begin DATA SHOWN

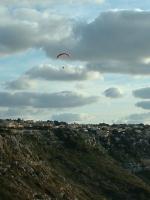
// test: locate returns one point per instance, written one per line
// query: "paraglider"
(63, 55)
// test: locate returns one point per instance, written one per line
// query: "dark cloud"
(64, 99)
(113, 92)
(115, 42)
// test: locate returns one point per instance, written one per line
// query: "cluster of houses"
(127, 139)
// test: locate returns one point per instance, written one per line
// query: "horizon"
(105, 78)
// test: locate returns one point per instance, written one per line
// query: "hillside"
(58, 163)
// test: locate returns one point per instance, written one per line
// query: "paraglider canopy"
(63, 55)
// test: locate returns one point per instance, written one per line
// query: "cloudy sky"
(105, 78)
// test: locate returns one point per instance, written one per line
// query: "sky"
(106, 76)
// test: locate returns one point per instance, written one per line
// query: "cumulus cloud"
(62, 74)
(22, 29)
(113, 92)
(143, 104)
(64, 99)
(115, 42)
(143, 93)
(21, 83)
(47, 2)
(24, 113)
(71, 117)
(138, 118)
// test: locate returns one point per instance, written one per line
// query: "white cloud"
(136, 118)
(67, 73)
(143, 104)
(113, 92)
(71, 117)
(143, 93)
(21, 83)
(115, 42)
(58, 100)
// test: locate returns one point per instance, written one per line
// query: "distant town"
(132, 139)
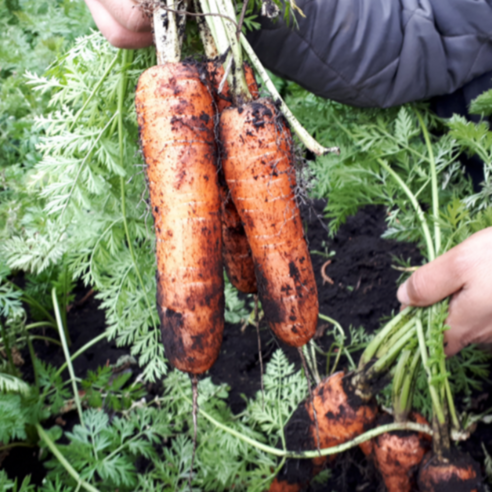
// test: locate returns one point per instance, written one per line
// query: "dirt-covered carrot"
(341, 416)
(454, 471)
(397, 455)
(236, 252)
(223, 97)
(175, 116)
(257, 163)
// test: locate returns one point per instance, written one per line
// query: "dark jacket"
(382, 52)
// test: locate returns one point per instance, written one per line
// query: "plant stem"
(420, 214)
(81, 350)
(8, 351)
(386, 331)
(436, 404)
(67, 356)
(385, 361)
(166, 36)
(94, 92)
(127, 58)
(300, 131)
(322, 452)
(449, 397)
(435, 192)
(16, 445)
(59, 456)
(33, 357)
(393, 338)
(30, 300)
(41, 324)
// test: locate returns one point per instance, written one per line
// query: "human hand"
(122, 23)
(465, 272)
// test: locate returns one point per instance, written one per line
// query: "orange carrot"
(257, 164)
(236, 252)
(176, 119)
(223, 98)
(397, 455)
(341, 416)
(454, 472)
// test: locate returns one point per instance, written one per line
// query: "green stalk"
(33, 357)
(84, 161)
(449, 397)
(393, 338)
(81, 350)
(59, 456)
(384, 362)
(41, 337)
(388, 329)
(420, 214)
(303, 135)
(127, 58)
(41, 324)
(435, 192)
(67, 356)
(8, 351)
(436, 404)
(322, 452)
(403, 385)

end DATA SHOWN

→ YOUR GOAL
How many lines in the material above contain the string "paraglider"? Reply with the number only.

→ EXERCISE OUTPUT
2